- _Point localization data_:
Start of Block

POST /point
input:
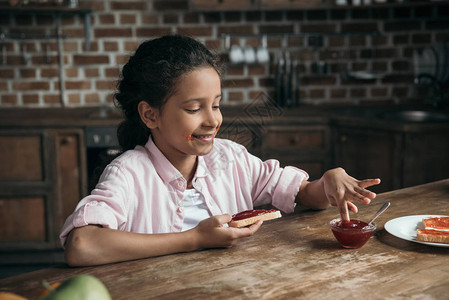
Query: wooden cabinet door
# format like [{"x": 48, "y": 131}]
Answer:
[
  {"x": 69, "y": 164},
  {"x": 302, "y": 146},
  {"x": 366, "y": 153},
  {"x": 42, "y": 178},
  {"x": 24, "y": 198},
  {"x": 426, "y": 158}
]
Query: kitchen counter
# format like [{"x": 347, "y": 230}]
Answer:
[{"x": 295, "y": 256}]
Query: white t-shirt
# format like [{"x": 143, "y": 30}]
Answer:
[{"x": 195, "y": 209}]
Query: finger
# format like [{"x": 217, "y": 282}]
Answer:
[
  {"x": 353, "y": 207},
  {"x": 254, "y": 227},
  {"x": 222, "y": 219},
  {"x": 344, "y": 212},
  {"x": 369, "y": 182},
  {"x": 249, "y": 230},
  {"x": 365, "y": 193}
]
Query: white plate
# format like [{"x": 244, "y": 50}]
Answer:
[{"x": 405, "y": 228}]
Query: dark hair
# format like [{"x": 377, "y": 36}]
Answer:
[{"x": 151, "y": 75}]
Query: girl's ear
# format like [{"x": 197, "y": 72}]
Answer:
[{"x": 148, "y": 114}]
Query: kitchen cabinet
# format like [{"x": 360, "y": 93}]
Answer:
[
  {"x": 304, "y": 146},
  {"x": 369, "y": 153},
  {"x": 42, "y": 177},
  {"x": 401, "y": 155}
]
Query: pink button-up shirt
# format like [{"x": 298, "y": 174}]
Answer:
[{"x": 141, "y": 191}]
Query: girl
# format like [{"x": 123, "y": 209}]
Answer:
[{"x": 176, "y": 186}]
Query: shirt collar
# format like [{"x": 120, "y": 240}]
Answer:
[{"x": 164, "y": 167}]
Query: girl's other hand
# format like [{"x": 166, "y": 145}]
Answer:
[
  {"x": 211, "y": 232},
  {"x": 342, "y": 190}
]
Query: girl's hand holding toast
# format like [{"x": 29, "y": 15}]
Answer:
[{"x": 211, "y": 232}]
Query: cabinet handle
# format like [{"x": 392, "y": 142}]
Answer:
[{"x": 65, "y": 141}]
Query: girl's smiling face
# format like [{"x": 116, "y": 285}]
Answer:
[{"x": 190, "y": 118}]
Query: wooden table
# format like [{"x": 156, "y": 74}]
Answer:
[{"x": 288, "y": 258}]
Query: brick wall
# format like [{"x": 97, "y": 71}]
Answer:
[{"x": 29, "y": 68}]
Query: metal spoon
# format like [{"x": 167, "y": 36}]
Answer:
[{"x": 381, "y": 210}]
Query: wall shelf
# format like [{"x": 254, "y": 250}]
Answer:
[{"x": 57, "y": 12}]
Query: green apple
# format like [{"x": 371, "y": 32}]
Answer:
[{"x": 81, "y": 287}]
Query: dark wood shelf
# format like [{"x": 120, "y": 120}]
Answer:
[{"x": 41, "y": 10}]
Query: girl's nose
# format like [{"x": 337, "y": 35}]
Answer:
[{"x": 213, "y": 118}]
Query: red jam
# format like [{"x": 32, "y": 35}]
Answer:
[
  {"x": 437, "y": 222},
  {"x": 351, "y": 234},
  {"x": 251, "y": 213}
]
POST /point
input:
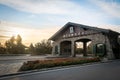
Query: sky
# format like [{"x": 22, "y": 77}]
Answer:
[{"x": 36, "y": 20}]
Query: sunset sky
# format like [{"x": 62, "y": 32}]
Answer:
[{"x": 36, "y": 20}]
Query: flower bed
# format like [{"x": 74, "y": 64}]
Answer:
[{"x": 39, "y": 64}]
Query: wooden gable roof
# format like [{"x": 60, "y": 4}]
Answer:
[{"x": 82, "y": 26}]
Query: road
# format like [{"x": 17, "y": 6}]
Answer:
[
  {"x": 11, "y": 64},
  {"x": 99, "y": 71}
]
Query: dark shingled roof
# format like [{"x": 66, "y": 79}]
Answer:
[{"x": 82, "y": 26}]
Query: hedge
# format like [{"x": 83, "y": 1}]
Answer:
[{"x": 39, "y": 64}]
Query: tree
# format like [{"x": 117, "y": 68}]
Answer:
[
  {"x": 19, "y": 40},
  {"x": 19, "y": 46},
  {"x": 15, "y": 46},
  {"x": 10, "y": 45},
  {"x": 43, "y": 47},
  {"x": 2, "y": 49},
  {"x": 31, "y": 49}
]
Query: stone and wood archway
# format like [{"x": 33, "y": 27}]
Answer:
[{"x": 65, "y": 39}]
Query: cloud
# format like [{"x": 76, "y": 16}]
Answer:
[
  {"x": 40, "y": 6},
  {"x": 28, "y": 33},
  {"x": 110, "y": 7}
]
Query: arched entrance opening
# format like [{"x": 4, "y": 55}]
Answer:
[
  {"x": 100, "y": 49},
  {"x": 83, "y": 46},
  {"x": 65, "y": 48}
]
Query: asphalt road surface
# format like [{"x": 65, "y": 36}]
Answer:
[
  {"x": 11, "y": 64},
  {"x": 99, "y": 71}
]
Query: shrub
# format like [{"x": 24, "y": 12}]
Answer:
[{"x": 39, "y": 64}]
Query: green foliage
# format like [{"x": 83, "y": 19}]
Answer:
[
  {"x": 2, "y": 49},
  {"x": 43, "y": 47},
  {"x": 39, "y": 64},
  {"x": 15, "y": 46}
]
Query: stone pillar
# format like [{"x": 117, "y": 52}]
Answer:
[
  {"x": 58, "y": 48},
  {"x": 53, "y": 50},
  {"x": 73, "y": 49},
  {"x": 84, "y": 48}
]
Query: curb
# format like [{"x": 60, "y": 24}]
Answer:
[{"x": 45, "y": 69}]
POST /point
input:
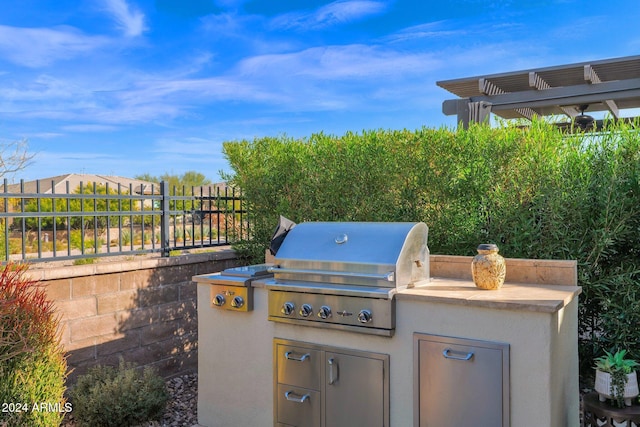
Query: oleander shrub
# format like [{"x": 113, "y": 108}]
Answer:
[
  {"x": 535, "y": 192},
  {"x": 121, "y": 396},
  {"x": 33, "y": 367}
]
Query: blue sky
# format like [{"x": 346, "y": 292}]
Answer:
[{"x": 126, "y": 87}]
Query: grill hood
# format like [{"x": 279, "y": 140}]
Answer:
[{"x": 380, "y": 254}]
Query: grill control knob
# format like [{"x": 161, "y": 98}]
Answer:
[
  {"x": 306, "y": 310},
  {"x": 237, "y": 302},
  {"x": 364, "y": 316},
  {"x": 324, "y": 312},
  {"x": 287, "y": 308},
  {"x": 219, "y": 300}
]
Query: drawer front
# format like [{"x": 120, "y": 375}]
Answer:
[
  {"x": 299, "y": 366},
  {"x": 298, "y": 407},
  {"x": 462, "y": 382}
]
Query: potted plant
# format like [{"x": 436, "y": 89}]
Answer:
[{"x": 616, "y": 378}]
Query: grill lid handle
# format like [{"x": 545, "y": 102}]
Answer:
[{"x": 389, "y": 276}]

End of Block
Start of Block

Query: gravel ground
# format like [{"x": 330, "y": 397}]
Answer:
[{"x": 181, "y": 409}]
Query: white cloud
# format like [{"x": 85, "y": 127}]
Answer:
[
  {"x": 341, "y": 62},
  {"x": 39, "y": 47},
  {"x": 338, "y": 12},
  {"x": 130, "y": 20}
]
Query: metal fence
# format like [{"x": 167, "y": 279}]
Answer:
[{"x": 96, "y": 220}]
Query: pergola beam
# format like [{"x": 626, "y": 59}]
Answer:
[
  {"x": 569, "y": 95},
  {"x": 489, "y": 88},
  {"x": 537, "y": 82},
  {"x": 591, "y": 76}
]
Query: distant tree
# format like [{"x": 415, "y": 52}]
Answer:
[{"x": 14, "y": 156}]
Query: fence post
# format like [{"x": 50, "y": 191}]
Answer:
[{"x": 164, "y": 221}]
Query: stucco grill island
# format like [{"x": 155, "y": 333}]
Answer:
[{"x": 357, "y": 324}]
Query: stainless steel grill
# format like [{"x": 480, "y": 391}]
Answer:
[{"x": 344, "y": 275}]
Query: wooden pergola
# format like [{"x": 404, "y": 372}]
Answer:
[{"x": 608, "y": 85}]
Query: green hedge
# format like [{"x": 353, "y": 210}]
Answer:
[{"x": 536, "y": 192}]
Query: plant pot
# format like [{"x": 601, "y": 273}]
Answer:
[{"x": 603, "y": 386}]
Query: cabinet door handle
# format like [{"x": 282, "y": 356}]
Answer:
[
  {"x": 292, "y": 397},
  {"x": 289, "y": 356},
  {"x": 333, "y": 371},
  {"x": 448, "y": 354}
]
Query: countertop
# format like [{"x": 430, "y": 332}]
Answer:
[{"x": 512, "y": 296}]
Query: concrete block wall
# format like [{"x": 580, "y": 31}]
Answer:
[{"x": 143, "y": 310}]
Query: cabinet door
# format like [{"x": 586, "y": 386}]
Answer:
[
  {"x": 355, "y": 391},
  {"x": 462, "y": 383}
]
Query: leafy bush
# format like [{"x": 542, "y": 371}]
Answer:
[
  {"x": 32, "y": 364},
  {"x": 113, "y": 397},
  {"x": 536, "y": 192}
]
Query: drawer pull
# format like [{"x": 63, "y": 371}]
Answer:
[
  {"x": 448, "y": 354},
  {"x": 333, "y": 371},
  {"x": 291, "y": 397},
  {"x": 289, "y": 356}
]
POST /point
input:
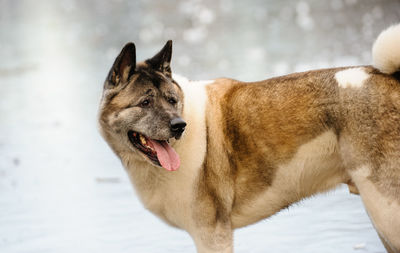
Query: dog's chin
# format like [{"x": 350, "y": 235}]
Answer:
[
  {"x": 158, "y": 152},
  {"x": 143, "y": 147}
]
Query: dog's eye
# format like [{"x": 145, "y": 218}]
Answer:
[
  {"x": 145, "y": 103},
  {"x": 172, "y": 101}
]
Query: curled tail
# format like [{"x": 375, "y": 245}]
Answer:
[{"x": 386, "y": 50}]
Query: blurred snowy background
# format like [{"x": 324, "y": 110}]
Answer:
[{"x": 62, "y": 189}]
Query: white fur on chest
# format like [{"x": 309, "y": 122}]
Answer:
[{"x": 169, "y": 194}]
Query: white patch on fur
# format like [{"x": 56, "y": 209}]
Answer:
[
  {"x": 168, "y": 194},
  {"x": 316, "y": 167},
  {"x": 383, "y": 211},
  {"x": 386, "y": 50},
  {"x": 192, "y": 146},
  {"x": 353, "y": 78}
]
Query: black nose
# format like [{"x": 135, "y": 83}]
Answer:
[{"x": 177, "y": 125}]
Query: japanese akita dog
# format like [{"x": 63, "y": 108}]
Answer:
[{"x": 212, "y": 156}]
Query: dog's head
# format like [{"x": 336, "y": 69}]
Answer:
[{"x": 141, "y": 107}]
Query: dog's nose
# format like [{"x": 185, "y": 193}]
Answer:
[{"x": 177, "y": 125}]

End of Block
Start of Block

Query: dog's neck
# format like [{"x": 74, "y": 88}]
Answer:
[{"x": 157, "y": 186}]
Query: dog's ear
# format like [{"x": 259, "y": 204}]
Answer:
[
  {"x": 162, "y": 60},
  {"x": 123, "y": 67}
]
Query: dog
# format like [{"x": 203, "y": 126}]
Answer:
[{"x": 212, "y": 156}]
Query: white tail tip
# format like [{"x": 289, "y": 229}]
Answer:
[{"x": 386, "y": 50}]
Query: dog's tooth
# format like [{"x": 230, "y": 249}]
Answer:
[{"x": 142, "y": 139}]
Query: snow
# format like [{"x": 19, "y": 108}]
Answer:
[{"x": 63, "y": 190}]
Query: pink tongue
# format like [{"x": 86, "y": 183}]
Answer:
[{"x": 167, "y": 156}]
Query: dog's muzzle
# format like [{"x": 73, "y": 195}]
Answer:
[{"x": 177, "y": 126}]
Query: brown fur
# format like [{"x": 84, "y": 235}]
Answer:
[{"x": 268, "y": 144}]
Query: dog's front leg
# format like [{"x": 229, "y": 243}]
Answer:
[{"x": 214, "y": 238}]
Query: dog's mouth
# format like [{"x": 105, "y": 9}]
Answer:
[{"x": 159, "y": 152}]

End of Block

- _Exercise_:
Going through the data above, count the lines where the string "cabinet" appears, and answer with only that number.

- _Answer area_:
5